■ Text to read ■
Improve docstring parser

Using split may lead to some unpredicted parsing. Use regex to improve the parser in order to avoid that. For example: """Some content before tokens More content, but with : more content @Token1: value1 @token2: value2 """ Using the old parser and the docstring above that will generate a invalid token like the following: Some content before tokens More content, but with : more content In the above snippet all content up to `:` is the token and all content after `:` is the value, which is not valid since the it does not start with the `@`. On the other hand the new parser gets just the expected tokens. Also with the new parsing a blank line is expected after each token value. Which will ensure better generation of documentation by Sphinx.
SatelliteQE · Jun 17, 2016 · 8afb2a5 · 8afb2a5
1 parent 2dae21f
commit 8afb2a5
Showing 1 changed file with 11 additions and 13 deletions.
diff --git a/testimony/parser.py b/testimony/parser.py
@@ -1,7 +1,11 @@
 # coding=utf-8
 """Docstring parser utilities for Testimony."""
+import re
+
 from testimony.constants import DEFAULT_MINIMUM_TOKENS, DEFAULT_TOKENS
 
+TOKEN_RE = re.compile(r'^@(\w+):\s+([^@]+)(\n|$)', flags=re.MULTILINE)
+
 
 class DocstringParser(object):
     """Parse docstring extracting tokens."""
@@ -46,19 +50,13 @@ def parse(self, docstring=None):
             return {}, {}
         valid_tokens = {}
         invalid_tokens = {}
-        for line in docstring.split('@'):
-            line = line.rstrip()

Location identification entries:
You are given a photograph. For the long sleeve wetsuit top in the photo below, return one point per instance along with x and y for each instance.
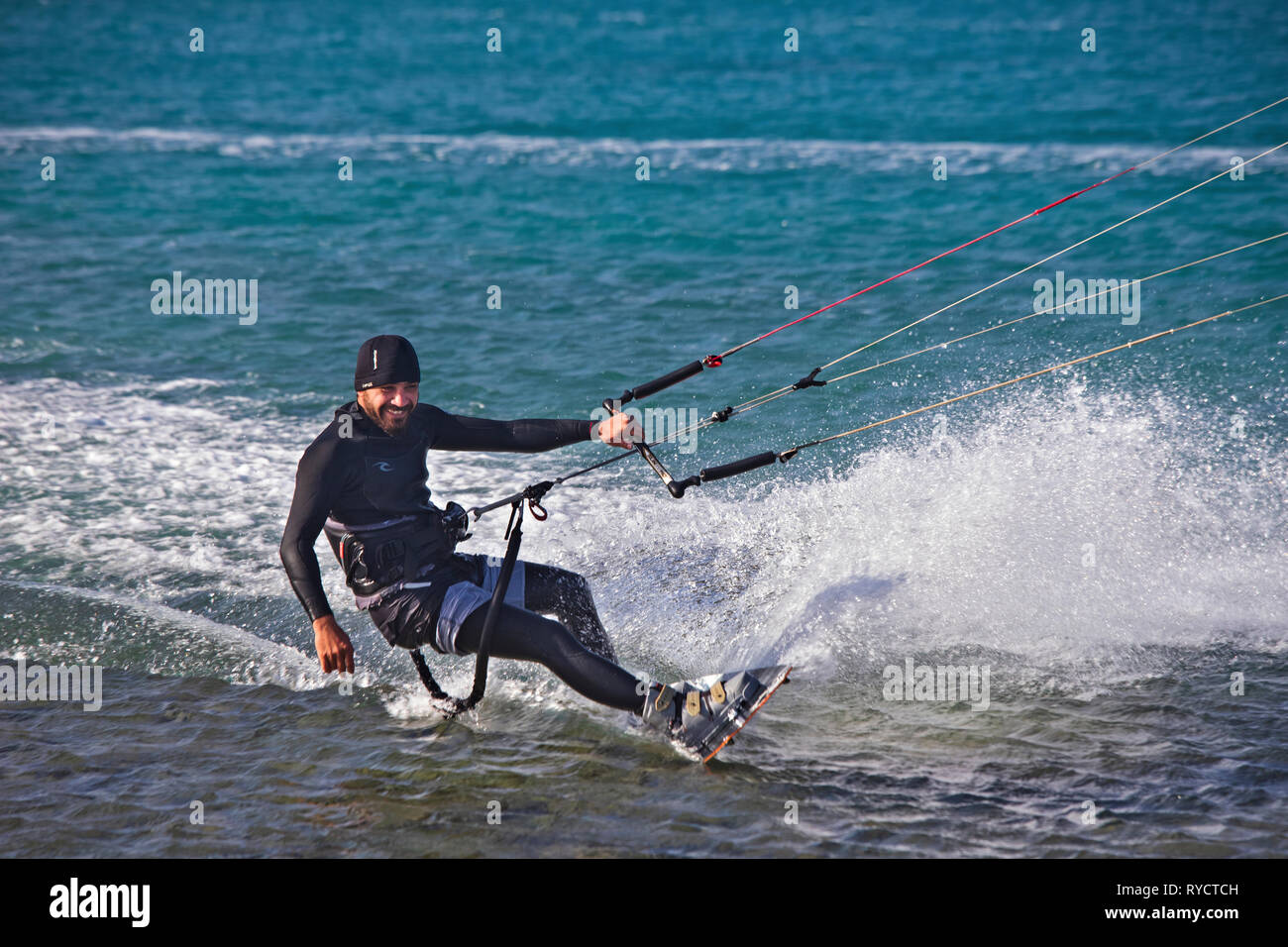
(357, 474)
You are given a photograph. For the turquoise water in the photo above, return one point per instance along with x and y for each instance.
(149, 459)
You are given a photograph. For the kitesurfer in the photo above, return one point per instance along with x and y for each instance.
(364, 482)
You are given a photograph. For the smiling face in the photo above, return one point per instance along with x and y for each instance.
(389, 406)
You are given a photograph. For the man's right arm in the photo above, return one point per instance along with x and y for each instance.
(317, 483)
(318, 480)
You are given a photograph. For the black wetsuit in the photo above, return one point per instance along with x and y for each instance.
(357, 476)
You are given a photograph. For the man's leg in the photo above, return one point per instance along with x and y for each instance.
(552, 590)
(523, 635)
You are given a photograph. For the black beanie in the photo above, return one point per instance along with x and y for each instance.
(385, 360)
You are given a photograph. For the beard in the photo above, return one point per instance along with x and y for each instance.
(387, 419)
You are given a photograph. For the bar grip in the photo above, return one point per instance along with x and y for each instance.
(716, 474)
(660, 382)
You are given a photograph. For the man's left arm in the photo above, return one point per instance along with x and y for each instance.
(524, 436)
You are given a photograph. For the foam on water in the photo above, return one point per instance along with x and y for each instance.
(743, 155)
(1068, 531)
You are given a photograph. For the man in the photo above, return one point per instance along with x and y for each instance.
(364, 482)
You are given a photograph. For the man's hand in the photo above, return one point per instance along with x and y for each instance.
(335, 651)
(619, 431)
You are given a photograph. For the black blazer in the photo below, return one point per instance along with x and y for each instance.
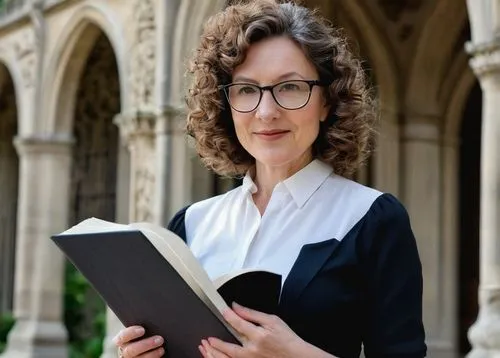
(365, 289)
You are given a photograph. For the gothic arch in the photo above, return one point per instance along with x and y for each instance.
(15, 74)
(191, 17)
(457, 102)
(435, 50)
(68, 61)
(381, 57)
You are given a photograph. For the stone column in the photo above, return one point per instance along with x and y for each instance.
(39, 332)
(422, 195)
(138, 133)
(175, 167)
(484, 335)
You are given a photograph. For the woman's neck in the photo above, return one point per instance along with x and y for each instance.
(267, 177)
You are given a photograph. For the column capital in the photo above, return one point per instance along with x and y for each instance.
(134, 124)
(171, 120)
(485, 57)
(421, 128)
(43, 144)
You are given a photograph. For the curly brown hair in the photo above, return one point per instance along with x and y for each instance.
(344, 138)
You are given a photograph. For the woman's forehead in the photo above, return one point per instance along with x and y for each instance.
(274, 59)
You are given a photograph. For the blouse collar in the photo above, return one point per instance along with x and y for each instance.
(301, 185)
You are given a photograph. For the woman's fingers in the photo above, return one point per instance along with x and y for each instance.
(142, 347)
(128, 334)
(158, 352)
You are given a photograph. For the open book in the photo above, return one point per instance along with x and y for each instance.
(148, 276)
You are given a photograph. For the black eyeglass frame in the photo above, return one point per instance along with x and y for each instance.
(270, 88)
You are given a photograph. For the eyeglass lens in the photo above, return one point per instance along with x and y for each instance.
(245, 97)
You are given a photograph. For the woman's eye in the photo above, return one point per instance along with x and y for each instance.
(289, 87)
(246, 90)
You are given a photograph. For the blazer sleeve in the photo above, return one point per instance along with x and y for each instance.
(393, 273)
(178, 224)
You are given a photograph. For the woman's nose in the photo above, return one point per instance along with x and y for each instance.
(268, 108)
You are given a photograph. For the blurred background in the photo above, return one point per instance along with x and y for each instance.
(91, 114)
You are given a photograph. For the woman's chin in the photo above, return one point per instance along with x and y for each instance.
(276, 160)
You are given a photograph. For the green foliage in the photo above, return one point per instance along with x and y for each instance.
(84, 316)
(6, 323)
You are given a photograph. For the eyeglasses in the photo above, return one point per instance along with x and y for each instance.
(246, 97)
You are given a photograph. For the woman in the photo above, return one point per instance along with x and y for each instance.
(278, 98)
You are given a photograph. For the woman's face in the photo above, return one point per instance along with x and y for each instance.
(275, 136)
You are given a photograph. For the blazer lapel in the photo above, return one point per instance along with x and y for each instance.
(310, 260)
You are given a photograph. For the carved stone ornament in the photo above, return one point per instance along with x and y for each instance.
(485, 58)
(144, 178)
(143, 55)
(134, 125)
(138, 132)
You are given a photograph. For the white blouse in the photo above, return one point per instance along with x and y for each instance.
(227, 232)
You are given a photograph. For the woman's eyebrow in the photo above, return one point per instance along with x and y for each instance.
(277, 79)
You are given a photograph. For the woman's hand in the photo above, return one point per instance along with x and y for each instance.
(145, 348)
(264, 336)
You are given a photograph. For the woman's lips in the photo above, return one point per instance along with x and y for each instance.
(272, 135)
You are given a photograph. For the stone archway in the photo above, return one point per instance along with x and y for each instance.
(93, 190)
(9, 176)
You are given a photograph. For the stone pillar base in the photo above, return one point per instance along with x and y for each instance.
(37, 339)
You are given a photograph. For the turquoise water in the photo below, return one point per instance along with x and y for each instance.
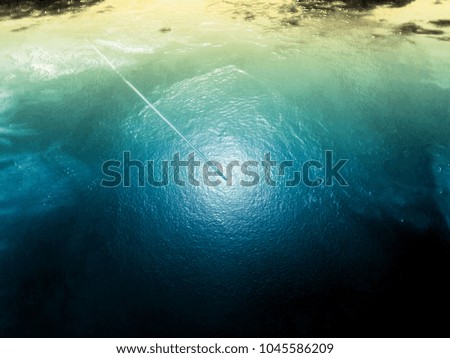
(87, 260)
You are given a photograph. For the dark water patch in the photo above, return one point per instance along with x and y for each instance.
(332, 5)
(22, 8)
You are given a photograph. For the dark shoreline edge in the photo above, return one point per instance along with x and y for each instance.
(17, 9)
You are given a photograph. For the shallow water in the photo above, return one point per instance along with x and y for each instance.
(81, 259)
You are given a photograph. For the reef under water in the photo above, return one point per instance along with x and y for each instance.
(239, 80)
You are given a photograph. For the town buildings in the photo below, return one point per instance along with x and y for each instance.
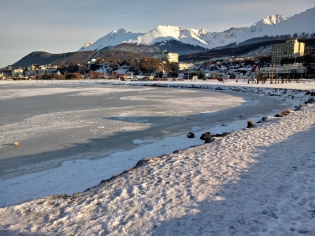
(290, 49)
(167, 56)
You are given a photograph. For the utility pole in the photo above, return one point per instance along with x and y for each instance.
(271, 74)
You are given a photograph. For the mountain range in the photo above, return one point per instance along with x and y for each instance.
(300, 25)
(191, 44)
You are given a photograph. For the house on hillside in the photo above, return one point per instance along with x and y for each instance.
(290, 49)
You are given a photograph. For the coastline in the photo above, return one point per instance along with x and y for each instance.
(142, 200)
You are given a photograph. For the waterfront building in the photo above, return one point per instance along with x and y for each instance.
(290, 49)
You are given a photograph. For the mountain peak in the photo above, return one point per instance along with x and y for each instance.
(86, 45)
(273, 19)
(270, 26)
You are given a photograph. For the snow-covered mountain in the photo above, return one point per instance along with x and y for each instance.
(271, 26)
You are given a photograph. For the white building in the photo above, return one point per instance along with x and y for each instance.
(165, 55)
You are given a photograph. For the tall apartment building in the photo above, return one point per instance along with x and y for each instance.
(290, 49)
(165, 55)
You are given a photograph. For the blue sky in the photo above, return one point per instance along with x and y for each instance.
(58, 26)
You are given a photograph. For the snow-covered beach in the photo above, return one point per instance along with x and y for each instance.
(256, 181)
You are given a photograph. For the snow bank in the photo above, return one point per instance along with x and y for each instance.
(257, 181)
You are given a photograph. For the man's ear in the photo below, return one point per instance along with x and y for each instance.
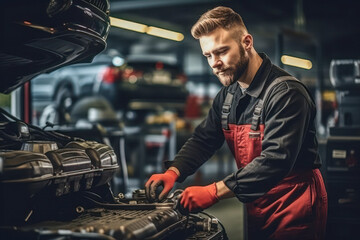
(247, 42)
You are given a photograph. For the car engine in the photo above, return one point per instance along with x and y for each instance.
(54, 186)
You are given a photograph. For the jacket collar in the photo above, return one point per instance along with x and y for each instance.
(260, 78)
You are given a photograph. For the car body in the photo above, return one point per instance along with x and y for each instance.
(134, 83)
(69, 83)
(45, 35)
(144, 82)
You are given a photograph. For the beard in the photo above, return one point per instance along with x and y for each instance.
(231, 74)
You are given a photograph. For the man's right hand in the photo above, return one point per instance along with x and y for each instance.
(167, 180)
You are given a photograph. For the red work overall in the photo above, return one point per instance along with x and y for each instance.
(296, 208)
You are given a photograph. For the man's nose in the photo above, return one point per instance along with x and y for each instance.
(216, 63)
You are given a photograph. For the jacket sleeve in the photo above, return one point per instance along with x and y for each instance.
(203, 143)
(287, 116)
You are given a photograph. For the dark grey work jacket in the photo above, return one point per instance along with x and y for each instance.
(289, 142)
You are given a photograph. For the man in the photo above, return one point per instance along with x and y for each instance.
(267, 118)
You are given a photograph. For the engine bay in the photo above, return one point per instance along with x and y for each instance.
(54, 186)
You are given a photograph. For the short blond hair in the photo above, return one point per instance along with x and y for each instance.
(223, 17)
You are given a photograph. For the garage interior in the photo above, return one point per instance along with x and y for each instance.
(146, 129)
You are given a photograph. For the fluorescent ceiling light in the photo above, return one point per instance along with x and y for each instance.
(159, 32)
(142, 28)
(296, 62)
(133, 26)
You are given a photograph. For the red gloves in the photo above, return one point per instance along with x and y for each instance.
(198, 198)
(167, 180)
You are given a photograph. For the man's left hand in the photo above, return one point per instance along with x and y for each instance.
(197, 198)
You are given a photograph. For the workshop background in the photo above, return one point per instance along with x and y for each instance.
(147, 91)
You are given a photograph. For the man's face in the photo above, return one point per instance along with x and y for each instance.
(226, 56)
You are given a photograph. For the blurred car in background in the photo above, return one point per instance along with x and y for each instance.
(63, 87)
(137, 84)
(40, 36)
(144, 82)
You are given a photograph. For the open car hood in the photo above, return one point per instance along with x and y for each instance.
(42, 35)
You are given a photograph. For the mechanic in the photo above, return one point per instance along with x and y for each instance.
(267, 118)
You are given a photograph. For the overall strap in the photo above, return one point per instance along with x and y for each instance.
(259, 106)
(227, 106)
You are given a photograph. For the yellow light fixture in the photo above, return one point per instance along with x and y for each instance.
(133, 26)
(159, 32)
(142, 28)
(296, 62)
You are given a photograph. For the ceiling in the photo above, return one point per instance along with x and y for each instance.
(332, 25)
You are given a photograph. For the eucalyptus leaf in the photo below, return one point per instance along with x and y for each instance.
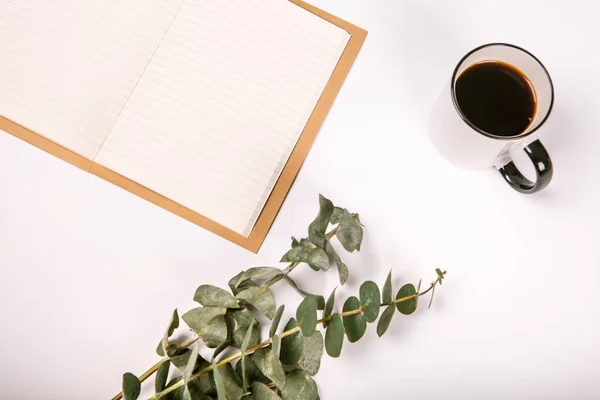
(260, 391)
(292, 345)
(385, 319)
(161, 376)
(370, 300)
(180, 361)
(306, 315)
(336, 216)
(276, 320)
(329, 308)
(278, 372)
(258, 273)
(334, 337)
(313, 351)
(349, 232)
(407, 307)
(189, 368)
(386, 294)
(245, 344)
(294, 285)
(265, 362)
(314, 256)
(222, 395)
(253, 374)
(354, 325)
(261, 298)
(239, 321)
(342, 268)
(318, 227)
(131, 386)
(299, 386)
(215, 333)
(231, 382)
(199, 318)
(212, 296)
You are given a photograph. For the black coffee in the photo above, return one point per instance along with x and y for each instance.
(496, 97)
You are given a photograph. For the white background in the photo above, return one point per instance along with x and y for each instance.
(91, 273)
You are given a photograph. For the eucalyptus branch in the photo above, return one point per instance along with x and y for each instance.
(226, 319)
(282, 335)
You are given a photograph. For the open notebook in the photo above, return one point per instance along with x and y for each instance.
(204, 107)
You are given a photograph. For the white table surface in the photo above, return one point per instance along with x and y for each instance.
(91, 273)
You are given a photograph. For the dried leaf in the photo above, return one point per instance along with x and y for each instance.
(299, 386)
(370, 300)
(261, 298)
(313, 351)
(292, 345)
(349, 232)
(306, 315)
(131, 386)
(334, 337)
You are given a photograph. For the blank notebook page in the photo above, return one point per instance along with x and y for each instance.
(222, 103)
(67, 67)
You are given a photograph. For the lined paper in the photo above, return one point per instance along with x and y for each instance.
(222, 103)
(67, 67)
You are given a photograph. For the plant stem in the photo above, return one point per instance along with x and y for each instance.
(281, 336)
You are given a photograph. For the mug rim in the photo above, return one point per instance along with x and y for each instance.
(481, 131)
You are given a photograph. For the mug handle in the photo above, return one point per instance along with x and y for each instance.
(543, 168)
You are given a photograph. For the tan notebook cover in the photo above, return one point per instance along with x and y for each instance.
(285, 180)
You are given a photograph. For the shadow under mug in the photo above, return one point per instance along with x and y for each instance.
(467, 146)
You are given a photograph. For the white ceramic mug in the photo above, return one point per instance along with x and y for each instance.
(465, 145)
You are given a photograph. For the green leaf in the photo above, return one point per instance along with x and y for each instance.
(161, 376)
(334, 337)
(261, 298)
(313, 351)
(354, 325)
(385, 319)
(306, 315)
(215, 333)
(407, 307)
(245, 344)
(292, 345)
(387, 289)
(336, 216)
(231, 382)
(329, 307)
(314, 256)
(260, 391)
(299, 386)
(239, 321)
(349, 232)
(253, 374)
(276, 320)
(265, 362)
(370, 300)
(342, 268)
(195, 390)
(318, 227)
(259, 273)
(180, 361)
(199, 318)
(278, 372)
(294, 285)
(189, 368)
(222, 395)
(131, 386)
(212, 296)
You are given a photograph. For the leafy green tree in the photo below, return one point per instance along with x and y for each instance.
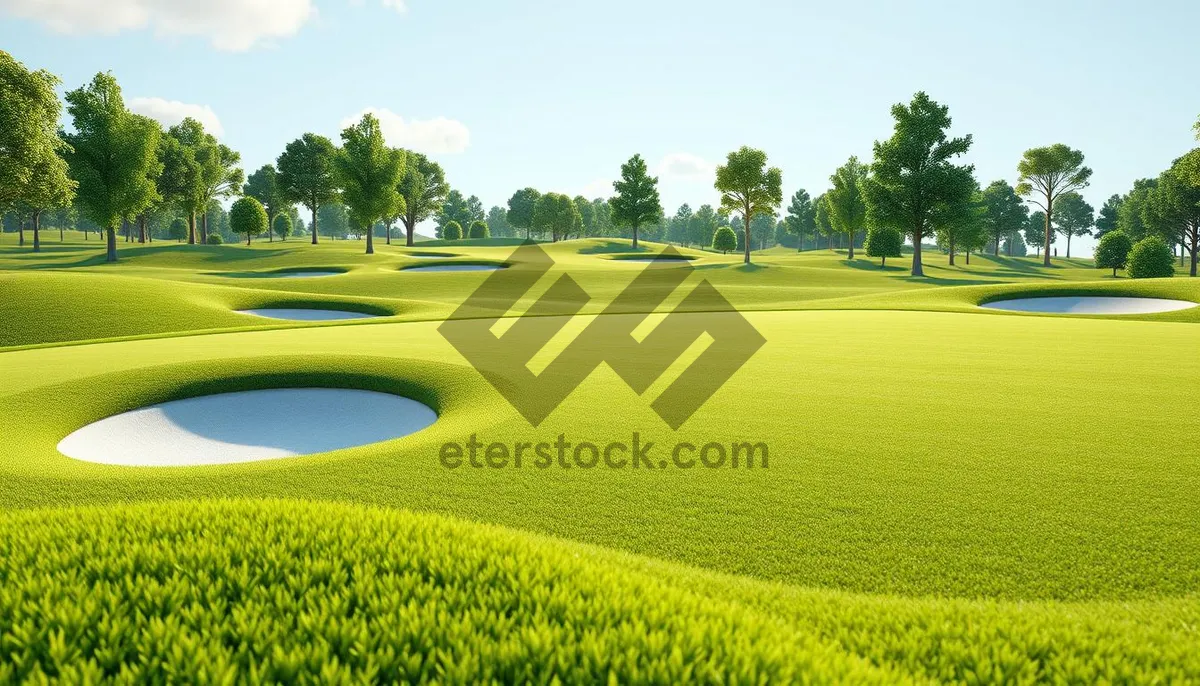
(1005, 214)
(306, 174)
(178, 229)
(556, 214)
(498, 222)
(1173, 206)
(749, 187)
(1107, 221)
(636, 202)
(282, 226)
(1073, 217)
(801, 218)
(479, 229)
(520, 214)
(247, 216)
(847, 206)
(725, 240)
(264, 186)
(1113, 251)
(369, 173)
(883, 242)
(1151, 258)
(915, 180)
(424, 188)
(111, 156)
(1047, 174)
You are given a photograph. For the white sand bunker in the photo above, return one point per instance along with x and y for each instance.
(247, 426)
(306, 314)
(1091, 305)
(455, 268)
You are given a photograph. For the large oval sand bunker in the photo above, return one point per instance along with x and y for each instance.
(1090, 305)
(247, 426)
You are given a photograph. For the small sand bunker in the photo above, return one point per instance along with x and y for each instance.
(1091, 305)
(455, 268)
(306, 314)
(247, 426)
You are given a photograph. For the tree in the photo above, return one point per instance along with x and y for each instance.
(557, 215)
(306, 174)
(1073, 217)
(479, 229)
(1035, 228)
(883, 242)
(847, 208)
(498, 222)
(725, 240)
(264, 186)
(282, 226)
(1107, 221)
(1151, 258)
(749, 187)
(424, 188)
(913, 176)
(178, 229)
(520, 214)
(369, 173)
(1049, 173)
(33, 170)
(1173, 206)
(112, 154)
(801, 217)
(1113, 251)
(247, 216)
(1005, 214)
(636, 202)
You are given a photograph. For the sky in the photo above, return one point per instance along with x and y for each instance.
(557, 94)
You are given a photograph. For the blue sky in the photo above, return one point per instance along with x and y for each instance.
(557, 94)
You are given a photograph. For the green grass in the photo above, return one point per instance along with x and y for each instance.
(954, 494)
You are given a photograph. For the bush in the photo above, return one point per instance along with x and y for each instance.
(479, 229)
(1151, 258)
(725, 240)
(883, 242)
(1113, 252)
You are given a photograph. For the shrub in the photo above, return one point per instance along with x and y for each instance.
(247, 216)
(883, 242)
(1151, 258)
(1113, 252)
(725, 240)
(479, 229)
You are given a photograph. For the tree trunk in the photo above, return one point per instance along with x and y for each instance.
(1045, 260)
(917, 268)
(111, 256)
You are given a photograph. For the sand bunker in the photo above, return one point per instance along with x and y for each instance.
(306, 314)
(247, 426)
(1091, 305)
(455, 268)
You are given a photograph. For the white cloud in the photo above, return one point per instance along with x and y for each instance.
(685, 166)
(435, 136)
(228, 24)
(172, 112)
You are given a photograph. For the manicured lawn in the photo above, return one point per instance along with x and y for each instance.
(952, 493)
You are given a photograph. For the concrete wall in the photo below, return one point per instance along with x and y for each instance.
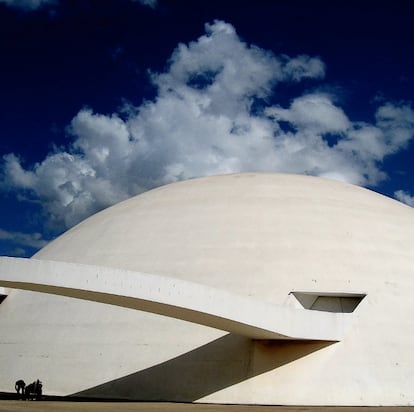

■ Problems ■
1. From the docstring parser commit, duplicate the passage from "Using split may" up to and including "documentation by Sphinx.".
2. Do these statements agree with the docstring parser commit? Answer yes or no for each, and quote the words that decide it. (a) With the new parsing, a blank line is expected after each token value. (b) The commit adds more lines than it removes. (c) The changed file is testimony/parser.py.
3. Write the next part of the docstring parser commit, picking up right after its last line.
You can leave the data aside; none of it is needed.

■ Results of the exercise ■
1.
Using split may lead to some unpredicted parsing. Use regex to improve the parser in order to avoid that. For example: """Some content before tokens More content, but with : more content @Token1: value1 @token2: value2 """ Using the old parser and the docstring above that will generate a invalid token like the following: Some content before tokens More content, but with : more content In the above snippet all content up to `:` is the token and all content after `:` is the value, which is not valid since the it does not start with the `@`. On the other hand the new parser gets just the expected tokens. Also with the new parsing a blank line is expected after each token value. Which will ensure better generation of documentation by Sphinx.

2.
(a) Yes: "Also with the new parsing a blank line is expected after each token value."
(b) No: "Showing 1 changed file with 11 additions and 13 deletions."
(c) Yes: "diff --git a/testimony/parser.py b/testimony/parser.py"

3.
-            # Sometimes there are double new line characters in the middle.  We
-            # need only one of those to print
-            line = line.replace('\n\n', '\n')
-            if len(line) > 0 and ':' in line:
-                token, value = line.split(':', 1)
-                token = token.lower()
-                value = value.strip()
-                if token in self.tokens:
-                    valid_tokens[token] = value
-                else:
-                    invalid_tokens[token] = value
+        for match in TOKEN_RE.finditer(docstring):
+            token = match.group(1).strip().lower()
+            value = match.group(2).strip()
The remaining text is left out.